▸ **PROBLEM REQUIREMENTS**
Please decide whether each statement below agrees with the post on TeX and UTF-8, answering yes or no and quoting the deciding words of the post. 1. The writer began work on making TeX handle UTF-8 in April 2002. 2. The writer worked out a solution to hyphenation. 3. The font file in the writer's Serbian setup held 256 glyphs.

[utf-8] You better add Texinfo to your Bad Software list

Wed Mar 17 02:07:12 PST 2004

Hi Behdad,

Behdad Esfahbod <behdad at cs.toronto.edu> writes:

> :).  So add LaTeX and friends too.  [yes, yes, I know about Omega
> and friends enough...]

Don't be so sure — TeX itself can be made to process UTF-8 almost
completely naturally (with the problem coming on the "font side",
which is not directly related to UTF-8, and I generally feel that
Unicode is not the right solution to use as a map for font creation,
especially for the dumb decisions to support "ffi" ligatures, and yet 
not to support things like accented Cyrillic).

I remember starting a work on that in April 2002, and I may send you
a simple Plain TeX code which works at least for Serbian (both
Cyrillic and Latin [some of the codes otherwise present in
ISO-8859-2]) with specially-constructed fonts (it was a simple 1-1
correspondence between Unicode code points, with one font file
containing 256 glyphs).  The idea was very simple: make first-bytes
of any UTF-8 sequences \active (code 13, i.e. make them commands),
and calculate the wanted Unicode codepoint from the following bytes.

The problem I actually never started on was the problem of
hyphenation.  Yet, since TeX is "Turing-complete" programming
language :), you can be certain that that can be resolved as well --
though maybe not in a nice way.  It would be way better if it was
supported natively.  Perhaps it's possible to do it from TeX
hyphenation patterns as well, simply re-declaring those starting UTF-8
bytes as type \other (12) or \letter (11, I think) before the patterns.

This approach also leaves the problem of command names which cannot
contain UTF-8, unless you come up with totally brutal hacks where TeX
wouldn't be doing anything anymore.

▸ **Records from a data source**

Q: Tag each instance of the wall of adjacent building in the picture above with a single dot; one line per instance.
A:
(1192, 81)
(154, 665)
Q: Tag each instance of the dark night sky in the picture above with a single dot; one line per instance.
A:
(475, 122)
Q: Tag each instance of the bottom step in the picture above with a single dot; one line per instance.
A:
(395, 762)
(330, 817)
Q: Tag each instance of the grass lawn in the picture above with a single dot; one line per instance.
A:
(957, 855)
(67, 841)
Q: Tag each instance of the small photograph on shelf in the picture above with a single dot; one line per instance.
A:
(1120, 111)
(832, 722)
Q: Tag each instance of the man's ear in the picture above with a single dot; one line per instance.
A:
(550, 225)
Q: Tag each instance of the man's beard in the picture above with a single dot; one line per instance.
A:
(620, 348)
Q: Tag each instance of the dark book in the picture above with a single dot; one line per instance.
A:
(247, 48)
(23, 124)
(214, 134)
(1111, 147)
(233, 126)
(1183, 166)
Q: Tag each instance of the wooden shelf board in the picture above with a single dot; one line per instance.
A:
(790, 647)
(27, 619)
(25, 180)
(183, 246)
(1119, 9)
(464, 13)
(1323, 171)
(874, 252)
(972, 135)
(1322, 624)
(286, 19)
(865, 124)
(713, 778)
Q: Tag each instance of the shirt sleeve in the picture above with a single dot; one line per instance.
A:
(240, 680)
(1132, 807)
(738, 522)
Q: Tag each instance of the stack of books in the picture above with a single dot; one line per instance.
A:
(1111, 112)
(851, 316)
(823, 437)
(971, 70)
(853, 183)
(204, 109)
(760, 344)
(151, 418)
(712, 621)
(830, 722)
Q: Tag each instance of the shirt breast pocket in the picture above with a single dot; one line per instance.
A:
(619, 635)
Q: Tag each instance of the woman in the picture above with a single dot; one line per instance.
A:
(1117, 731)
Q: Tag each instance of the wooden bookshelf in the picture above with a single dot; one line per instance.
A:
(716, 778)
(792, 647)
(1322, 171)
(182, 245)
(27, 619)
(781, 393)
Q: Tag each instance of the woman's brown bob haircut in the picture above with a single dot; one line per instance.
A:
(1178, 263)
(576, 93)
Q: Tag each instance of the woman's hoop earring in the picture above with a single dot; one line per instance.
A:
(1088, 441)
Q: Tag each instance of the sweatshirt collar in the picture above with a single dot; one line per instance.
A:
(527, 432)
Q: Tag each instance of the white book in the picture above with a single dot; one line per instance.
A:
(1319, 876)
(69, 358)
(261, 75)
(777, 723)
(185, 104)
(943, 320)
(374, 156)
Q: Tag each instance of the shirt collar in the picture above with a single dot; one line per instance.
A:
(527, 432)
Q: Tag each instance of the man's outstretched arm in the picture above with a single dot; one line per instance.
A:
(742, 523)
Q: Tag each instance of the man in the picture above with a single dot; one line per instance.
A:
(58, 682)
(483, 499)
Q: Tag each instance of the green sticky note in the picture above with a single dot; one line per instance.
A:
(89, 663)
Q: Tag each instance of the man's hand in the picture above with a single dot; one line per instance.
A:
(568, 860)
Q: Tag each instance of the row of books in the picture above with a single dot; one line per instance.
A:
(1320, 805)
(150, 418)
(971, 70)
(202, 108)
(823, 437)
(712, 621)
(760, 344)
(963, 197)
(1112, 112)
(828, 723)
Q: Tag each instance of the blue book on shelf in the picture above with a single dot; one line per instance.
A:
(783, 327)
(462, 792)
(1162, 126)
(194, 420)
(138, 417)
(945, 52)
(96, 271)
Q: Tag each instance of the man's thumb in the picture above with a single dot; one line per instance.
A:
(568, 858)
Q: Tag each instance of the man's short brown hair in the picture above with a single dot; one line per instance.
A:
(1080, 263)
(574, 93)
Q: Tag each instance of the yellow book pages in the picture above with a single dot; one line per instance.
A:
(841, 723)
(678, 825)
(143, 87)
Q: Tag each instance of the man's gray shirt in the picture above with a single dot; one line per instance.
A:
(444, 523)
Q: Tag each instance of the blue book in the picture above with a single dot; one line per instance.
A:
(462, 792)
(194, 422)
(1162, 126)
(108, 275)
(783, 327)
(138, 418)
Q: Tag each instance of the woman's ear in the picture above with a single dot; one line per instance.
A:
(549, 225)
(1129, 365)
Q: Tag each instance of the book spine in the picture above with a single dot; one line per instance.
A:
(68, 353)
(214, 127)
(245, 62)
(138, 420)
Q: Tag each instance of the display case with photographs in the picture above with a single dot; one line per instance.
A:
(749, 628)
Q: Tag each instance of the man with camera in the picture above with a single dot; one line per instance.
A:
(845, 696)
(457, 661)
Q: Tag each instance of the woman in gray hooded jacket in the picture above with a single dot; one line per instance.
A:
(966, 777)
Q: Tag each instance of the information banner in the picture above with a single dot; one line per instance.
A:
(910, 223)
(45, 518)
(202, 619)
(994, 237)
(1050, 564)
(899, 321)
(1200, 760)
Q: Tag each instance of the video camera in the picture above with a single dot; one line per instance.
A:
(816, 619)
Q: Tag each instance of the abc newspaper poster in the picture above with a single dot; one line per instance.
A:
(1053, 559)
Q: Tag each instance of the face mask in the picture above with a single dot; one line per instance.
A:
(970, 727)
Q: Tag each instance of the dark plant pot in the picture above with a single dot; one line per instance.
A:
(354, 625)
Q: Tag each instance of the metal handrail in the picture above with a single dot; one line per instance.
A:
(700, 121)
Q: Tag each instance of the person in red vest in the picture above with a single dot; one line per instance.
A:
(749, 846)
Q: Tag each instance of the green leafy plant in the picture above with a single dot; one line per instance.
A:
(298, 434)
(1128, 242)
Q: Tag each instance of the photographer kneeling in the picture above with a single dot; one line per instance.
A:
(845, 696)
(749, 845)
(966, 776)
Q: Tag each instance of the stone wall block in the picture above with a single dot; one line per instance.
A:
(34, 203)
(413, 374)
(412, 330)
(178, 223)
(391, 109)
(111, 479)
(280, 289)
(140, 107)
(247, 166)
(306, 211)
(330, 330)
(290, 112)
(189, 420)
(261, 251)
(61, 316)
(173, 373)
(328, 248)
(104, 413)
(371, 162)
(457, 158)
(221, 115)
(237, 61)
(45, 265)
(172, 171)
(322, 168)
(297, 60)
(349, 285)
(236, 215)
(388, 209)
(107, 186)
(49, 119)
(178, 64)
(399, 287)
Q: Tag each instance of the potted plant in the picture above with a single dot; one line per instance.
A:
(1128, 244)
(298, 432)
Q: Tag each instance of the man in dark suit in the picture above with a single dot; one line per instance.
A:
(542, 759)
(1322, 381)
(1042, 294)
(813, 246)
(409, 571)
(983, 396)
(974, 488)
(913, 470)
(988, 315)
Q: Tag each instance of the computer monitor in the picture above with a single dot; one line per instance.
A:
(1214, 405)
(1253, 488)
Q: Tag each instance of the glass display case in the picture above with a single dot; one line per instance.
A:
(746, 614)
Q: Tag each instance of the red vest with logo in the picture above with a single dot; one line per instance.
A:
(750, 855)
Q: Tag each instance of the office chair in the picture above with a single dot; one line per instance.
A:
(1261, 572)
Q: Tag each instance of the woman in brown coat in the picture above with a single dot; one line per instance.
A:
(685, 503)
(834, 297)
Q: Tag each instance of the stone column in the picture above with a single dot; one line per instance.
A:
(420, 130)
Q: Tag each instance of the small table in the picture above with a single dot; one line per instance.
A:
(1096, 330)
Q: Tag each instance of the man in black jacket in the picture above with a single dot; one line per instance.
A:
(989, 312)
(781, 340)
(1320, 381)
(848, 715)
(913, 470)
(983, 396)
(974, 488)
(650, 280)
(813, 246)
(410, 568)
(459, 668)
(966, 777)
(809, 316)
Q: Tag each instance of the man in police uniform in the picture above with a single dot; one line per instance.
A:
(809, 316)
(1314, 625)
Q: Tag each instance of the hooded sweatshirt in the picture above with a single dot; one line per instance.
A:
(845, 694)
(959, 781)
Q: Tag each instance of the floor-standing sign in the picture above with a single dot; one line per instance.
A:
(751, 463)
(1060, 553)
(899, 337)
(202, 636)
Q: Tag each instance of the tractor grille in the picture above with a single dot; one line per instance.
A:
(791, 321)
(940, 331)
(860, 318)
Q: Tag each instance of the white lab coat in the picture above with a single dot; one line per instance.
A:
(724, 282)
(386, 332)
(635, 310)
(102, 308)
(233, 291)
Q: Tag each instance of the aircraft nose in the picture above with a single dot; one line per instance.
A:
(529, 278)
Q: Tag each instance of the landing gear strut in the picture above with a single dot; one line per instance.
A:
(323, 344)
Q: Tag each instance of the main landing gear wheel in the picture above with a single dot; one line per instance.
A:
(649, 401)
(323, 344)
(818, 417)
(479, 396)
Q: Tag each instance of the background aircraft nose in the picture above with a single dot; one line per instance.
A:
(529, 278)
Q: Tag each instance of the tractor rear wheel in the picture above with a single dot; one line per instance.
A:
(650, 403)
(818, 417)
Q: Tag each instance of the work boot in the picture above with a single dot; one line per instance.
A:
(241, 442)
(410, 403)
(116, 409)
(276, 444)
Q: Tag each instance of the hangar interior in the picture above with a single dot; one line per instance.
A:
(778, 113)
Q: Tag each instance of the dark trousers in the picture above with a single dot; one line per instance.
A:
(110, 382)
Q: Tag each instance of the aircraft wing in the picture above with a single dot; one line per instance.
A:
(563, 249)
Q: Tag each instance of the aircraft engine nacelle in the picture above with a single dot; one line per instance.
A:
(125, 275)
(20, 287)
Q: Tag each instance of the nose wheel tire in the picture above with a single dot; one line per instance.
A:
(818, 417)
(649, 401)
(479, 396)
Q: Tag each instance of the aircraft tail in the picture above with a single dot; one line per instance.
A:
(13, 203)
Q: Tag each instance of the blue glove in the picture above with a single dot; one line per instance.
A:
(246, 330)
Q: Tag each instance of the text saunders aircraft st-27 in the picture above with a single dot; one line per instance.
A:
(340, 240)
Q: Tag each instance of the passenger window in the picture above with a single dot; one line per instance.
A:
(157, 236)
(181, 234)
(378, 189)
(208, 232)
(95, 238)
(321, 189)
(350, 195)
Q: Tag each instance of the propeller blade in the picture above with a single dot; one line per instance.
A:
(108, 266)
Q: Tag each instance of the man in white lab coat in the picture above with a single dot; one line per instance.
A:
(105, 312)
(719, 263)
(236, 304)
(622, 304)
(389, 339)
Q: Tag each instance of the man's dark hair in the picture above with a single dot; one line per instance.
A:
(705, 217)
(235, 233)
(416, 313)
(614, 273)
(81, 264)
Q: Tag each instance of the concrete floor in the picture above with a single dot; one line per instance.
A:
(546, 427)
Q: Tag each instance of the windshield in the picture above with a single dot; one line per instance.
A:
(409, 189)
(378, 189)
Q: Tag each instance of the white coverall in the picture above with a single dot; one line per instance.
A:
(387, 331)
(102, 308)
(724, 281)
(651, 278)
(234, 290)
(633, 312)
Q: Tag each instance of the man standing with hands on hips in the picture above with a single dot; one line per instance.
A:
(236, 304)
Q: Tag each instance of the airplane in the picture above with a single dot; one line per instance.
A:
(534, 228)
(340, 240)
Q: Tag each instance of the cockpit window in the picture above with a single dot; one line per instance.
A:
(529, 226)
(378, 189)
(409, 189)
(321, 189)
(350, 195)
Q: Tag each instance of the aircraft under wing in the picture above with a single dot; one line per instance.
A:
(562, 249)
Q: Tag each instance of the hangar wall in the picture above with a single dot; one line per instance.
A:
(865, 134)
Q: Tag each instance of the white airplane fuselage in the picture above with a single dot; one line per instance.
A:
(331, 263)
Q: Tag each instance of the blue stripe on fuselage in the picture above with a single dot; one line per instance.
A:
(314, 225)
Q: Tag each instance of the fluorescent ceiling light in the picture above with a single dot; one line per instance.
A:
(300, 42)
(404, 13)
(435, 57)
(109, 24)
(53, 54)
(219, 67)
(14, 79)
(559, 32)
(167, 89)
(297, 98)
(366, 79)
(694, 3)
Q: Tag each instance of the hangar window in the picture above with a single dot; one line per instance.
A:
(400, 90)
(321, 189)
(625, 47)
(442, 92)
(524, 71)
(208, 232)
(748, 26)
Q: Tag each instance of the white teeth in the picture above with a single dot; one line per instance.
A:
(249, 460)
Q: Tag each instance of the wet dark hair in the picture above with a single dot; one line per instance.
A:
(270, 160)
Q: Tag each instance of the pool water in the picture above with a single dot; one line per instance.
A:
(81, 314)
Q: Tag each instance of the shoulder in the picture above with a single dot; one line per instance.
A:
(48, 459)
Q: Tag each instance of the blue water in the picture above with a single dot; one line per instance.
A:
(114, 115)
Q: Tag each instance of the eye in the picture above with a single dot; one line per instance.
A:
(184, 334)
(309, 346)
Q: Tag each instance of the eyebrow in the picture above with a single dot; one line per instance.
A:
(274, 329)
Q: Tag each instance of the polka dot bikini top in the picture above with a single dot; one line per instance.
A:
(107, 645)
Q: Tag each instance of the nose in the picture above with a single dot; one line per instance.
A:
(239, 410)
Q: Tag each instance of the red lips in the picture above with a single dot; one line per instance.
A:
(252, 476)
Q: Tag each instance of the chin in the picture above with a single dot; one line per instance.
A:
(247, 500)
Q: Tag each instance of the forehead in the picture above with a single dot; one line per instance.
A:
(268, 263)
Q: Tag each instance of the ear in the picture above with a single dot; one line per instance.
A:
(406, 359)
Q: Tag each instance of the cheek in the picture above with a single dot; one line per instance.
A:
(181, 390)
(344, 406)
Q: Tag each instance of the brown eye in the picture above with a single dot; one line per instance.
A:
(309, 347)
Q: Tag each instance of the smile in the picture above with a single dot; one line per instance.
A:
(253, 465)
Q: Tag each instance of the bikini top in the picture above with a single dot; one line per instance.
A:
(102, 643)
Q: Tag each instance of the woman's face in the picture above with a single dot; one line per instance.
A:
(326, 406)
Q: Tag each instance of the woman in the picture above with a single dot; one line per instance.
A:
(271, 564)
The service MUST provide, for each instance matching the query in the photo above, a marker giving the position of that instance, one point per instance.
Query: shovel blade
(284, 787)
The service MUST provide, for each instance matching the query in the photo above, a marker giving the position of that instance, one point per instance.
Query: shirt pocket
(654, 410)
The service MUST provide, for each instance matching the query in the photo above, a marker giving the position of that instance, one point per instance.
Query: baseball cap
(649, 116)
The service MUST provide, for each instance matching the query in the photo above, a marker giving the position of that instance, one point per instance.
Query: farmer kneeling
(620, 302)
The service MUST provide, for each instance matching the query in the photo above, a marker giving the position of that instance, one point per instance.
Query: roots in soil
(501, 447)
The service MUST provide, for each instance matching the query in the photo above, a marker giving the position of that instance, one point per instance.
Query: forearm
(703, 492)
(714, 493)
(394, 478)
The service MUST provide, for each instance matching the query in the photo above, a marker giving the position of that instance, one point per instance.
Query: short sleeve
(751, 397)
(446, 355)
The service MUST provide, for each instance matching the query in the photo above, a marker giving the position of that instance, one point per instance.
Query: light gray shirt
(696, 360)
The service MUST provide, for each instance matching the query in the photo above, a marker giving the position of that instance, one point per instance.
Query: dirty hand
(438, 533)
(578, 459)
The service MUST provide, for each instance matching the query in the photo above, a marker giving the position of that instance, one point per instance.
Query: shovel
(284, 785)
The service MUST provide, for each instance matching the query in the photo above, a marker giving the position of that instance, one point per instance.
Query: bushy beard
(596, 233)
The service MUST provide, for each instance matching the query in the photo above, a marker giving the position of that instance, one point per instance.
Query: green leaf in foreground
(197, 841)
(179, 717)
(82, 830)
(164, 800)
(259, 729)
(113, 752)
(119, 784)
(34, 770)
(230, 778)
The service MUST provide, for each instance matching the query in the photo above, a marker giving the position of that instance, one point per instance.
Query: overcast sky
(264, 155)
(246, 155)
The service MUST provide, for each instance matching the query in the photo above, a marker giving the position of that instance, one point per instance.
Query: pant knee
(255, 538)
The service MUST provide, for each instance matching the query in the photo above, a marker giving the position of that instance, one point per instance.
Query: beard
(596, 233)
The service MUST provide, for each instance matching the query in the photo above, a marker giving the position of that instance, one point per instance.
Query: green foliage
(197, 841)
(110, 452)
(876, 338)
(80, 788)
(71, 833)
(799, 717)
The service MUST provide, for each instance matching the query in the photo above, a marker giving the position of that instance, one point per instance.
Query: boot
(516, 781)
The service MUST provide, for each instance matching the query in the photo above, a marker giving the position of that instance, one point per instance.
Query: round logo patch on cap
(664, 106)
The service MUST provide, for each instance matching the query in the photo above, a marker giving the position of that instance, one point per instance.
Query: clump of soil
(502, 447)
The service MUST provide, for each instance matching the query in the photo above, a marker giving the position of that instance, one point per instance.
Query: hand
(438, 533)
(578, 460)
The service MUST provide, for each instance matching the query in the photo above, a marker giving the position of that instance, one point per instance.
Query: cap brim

▸ **RIGHT ANSWER**
1. Yes: "I remember starting a work on that in April 2002"
2. No: "The problem I actually never started on was the problem of hyphenation."
3. Yes: "with one font file containing 256 glyphs"